§ **Fragmento seleccionado**
▼

La ley del ciberasedio en Puebla puso sobre la mesa un síntoma: en México, las voces críticas no sólo son incómodas para el poder, sino que enfrentan un proceso sistemático de asfixia institucional. La discusión legal que provocó el artículo 480 del Código Penal poblano no es un accidente: es la cara punitiva de un mecanismo más amplio, más insidioso y más eficaz. Uno donde el control del disenso se ejerce también por la vía presupuestal.
Mientras esa ley no sea derogada o modificada radicalmente —para excluir con claridad el trabajo periodístico, la crítica política y la sátira como derechos protegidos—, todos perdemos. Pierde el oficialismo, desde el gobernador Alejandro Armenta hasta los diputados de Morena, porque el daño a su credibilidad es tal que la presidenta Sheinbaum tuvo que intervenir y marcar línea. Pierde el periodismo crítico, que sigue en un limbo jurídico: sujeto a potenciales denuncias bajo una figura ambigua y punitiva. Pierde la ciudadanía, porque hoy cualquiera puede ser investigado o vinculado a proceso por publicar un comentario “vejatorio” en redes sociales.
Pero mientras los reflectores estaban puestos en el Código Penal, otro instrumento siguió operando con eficacia silenciosa: el control financiero de los medios. En Puebla, este sistema es conocido como el “tripack”: una bolsa de recursos públicos para comunicación social centralizada en el Poder Ejecutivo, que incluye al Gobierno estatal, el Ayuntamiento de Puebla, el Congreso local y —de manera aún más grave— a la Benemérita Universidad Autónoma de Puebla (BUAP), en una violación directa de su autonomía constitucional.
¿Cómo opera este modelo? Sencillo: el Ejecutivo concentra, asigna y veta. Es decir, controla quién recibe presupuesto, cuánto y por qué. Medios complacientes o funcionales al discurso oficial son premiados con convenios. Periodistas incómodos o independientes son excluidos, bloqueados o castigados con sequía presupuestal. El mensaje es claro: no necesitas que te censuren, basta con que te asfixien.
Esta doble pinza —ley punitiva + control económico— conforma el corazón operativo de lo que hemos llamado “Operación Limpieza”. No es una teoría conspirativa: es una técnica de gestión autoritaria del disenso. El oficialismo no encarcela masivamente, pero criminaliza selectivamente. No clausura periódicos, pero aprieta presupuestos hasta obligar a cerrar, o ceder, en su línea editorial.

▲

§ **Entradas proporcionadas**
▼

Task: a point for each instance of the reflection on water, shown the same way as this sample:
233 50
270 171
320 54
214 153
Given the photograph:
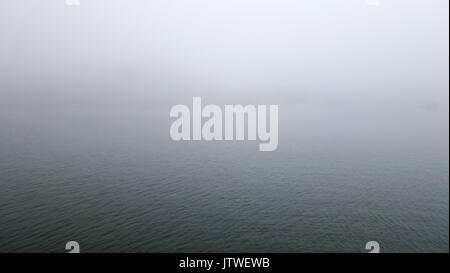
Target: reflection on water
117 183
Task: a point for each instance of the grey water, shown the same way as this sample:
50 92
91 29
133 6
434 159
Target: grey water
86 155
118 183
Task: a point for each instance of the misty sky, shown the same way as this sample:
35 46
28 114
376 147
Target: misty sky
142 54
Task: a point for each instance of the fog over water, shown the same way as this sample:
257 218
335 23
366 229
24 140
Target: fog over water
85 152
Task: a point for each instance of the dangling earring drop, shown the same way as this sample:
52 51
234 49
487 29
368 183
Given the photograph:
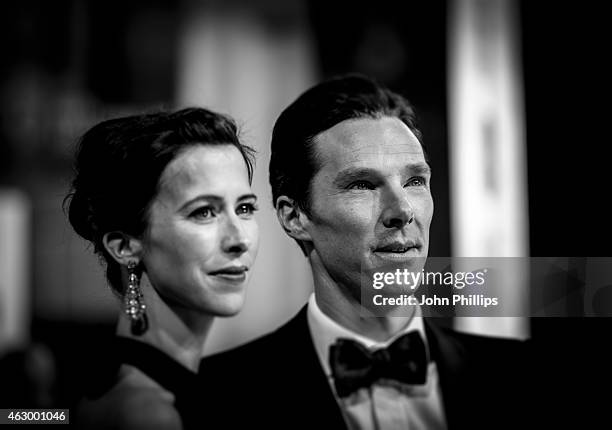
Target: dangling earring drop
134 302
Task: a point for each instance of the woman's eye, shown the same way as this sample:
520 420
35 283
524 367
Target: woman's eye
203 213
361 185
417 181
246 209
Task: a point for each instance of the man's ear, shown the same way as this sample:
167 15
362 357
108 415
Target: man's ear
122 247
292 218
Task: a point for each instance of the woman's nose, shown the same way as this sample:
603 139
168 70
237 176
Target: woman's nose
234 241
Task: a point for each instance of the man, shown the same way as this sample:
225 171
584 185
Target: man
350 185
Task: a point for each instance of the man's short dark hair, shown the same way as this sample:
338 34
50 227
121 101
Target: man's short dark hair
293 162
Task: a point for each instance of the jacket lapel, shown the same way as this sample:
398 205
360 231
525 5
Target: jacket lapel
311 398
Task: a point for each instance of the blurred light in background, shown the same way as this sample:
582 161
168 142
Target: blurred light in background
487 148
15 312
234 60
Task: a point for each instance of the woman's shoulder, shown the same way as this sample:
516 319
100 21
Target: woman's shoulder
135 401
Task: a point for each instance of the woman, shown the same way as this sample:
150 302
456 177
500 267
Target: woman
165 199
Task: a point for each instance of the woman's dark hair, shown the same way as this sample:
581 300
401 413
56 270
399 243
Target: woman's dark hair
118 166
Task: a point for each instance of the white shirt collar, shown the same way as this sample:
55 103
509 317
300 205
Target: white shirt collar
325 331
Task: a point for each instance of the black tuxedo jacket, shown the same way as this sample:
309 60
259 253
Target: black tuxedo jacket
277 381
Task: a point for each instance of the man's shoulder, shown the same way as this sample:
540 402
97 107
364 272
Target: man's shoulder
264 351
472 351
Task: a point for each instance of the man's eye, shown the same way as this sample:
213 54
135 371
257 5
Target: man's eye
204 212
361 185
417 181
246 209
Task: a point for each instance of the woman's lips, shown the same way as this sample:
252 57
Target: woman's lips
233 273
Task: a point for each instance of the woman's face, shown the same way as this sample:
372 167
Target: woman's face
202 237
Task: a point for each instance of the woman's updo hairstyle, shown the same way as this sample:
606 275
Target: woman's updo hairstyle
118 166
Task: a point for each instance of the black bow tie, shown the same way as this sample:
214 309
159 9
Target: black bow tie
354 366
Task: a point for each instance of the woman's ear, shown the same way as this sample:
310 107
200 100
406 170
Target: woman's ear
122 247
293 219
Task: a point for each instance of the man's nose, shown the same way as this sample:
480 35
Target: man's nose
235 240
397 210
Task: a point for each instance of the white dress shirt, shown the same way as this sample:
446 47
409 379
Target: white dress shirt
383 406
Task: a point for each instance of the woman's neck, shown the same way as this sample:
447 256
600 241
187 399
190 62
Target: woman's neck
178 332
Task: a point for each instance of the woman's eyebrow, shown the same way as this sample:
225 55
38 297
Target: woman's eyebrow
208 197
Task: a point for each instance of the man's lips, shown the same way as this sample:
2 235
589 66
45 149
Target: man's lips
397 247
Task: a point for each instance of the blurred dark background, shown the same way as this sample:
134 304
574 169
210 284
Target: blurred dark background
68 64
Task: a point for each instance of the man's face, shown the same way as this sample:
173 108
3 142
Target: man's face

▲

§ **Problemas a resolver**
1 – Reproduce, del texto sobre el ciberasedio en Puebla, la parte que empieza con las palabras que contienen "Mientras esa ley" y termina con "en redes sociales.".
2 – Prosigue el texto sobre el ciberasedio en Puebla a partir de su última oración.

§ **Respuestas esperadas**
1 –
Mientras esa ley no sea derogada o modificada radicalmente —para excluir con claridad el trabajo periodístico, la crítica política y la sátira como derechos protegidos—, todos perdemos. Pierde el oficialismo, desde el gobernador Alejandro Armenta hasta los diputados de Morena, porque el daño a su credibilidad es tal que la presidenta Sheinbaum tuvo que intervenir y marcar línea. Pierde el periodismo crítico, que sigue en un limbo jurídico: sujeto a potenciales denuncias bajo una figura ambigua y punitiva. Pierde la ciudadanía, porque hoy cualquiera puede ser investigado o vinculado a proceso por publicar un comentario “vejatorio” en redes sociales.

2 –
Este modelo ha cobrado fuerza en Puebla con la mayoría absoluta de Morena en el Congreso local. La subordinación de poderes es casi total: los órganos que deberían garantizar contrapesos —como el Legislativo o la BUAP— participan activamente en la concentración de recursos y decisiones.
El discurso oficial afirma que la libertad está garantizada. Que “no hay censura” y que “el pueblo puede opinar”. Pero lo que ocurre en realidad es una forma de extinción progresiva del espacio crítico, bajo nuevas coordenadas: legales, financieras y discursivas.
Se criminaliza desde el Código Penal, se sofoca desde las partidas presupuestales, se estigmatiza desde el micrófono presidencial y estatal. El resultado es el mismo: el periodismo independiente sobrevive en condiciones precarias y bajo amenaza latente.
La prensa crítica, en este entorno, ya no enfrenta solo el riesgo de la autocensura. Enfrenta la posibilidad real de ser llevada a juicio o a la quiebra, sin necesidad de una prohibición formal. Basta una denuncia basada en una ley ambigua, o la cancelación de un convenio desde una oficina de Comunicación Social.
Esta es la “Operación Limpieza” en marcha. El aparato institucional, lejos de proteger la pluralidad, la ha rodeado. La ley la amenaza. El presupuesto la condiciona. La narrativa oficial la desprecia. “Operación Limpieza” no es una metáfora excesiva: es la descripción de un proceso real de depuración del ecosistema crítico, donde la palabra libre se convierte en delito, y la independencia en sobrevivencia.